> Goals
1. In the passage on randomness and repetition in synthesis:
(a) What happens when a stream of input strays too far toward randomness or toward repetition?
(b) What gives the Klee sequencer its appeal?
(c) What do the great hardware modules combine, and what does that spare you?
2. Can you continue the passage on randomness and repetition in synthesis, picking up after its final sentence?

> Passage given
▬▬▬▬▬▬

This is nothing new but it is fruitful and works well for timing, pitch, etc.

Premise: The brain (mine anyway) is always looking for patterns and is easily amused by streams of input (e.g. notes or percussive beats) that are in the gray area between randomness and repetition. Stray too far in either direction and boredom results. The appeal of the Klee sequencer is this combination of predictability and surprise.

Helpful: Adding regularity to an essentially random source or adding irregularity to something repetitive. Poly-rhythmic combinations of repetition (a few LFOs perhaps) that are sufficiently complicated (add some division and logic gates) or have a long enough pattern that you don't easily notice it repeat.

Software synths have some advantages in this realm but great hardware modules are available which combine several circuits so that you don't have to use half your gear to get an interesting semi-random voltage.

▬▬▬▬▬▬

> Given information
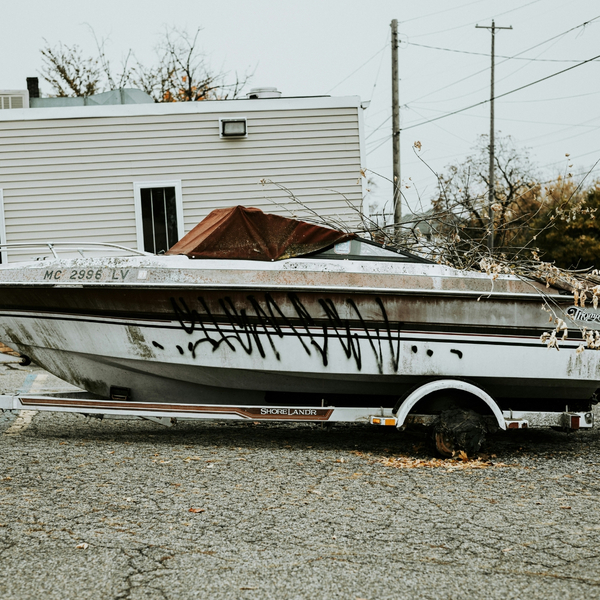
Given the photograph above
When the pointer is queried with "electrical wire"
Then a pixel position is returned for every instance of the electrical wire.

▬▬▬▬▬▬

> Exercise responses
1.
(a) Boredom results.
(b) Its combination of predictability and surprise.
(c) They combine several circuits, so you don't have to use half your gear to get an interesting semi-random voltage.

2.
A personal fave is the "2nd order frill." In other words adding some little embellishment to the patch and then modulating the embellishment. Think of a jazz drummer who aside from everything else is lightly tapping a cymbal and skips a tap now and then.

I'm playing around with a noodle (mp3) which illustrates some of this. The sample is hands-off during it's run.

Two clocks provide two streams of note triggers, one is half the rate of the other. One stream is selected to trigger the envelope by a comparator driven switch. The comparator looks at both a slow LFO and the pitch source. Either one alone would be too boring. Higher pitches will select the faster clock if the sum of pitch and LFO is above the comparator's threshold.

The slower clock goes to a divide-by-N module. The pulse from this and a wobbly random CV (from an A-118) are mixed with the pitch source and fed to the filter's 1V/o input. The same clock clocks a Blacet ID2510's sample and hold and the quantized voltage is our pitch source, feeding the VCO's 1V/o input. Goosing the filter with the divide by N pulse adds a little order.

Two boredom reduction LFOs slightly alter various parameters of the sound.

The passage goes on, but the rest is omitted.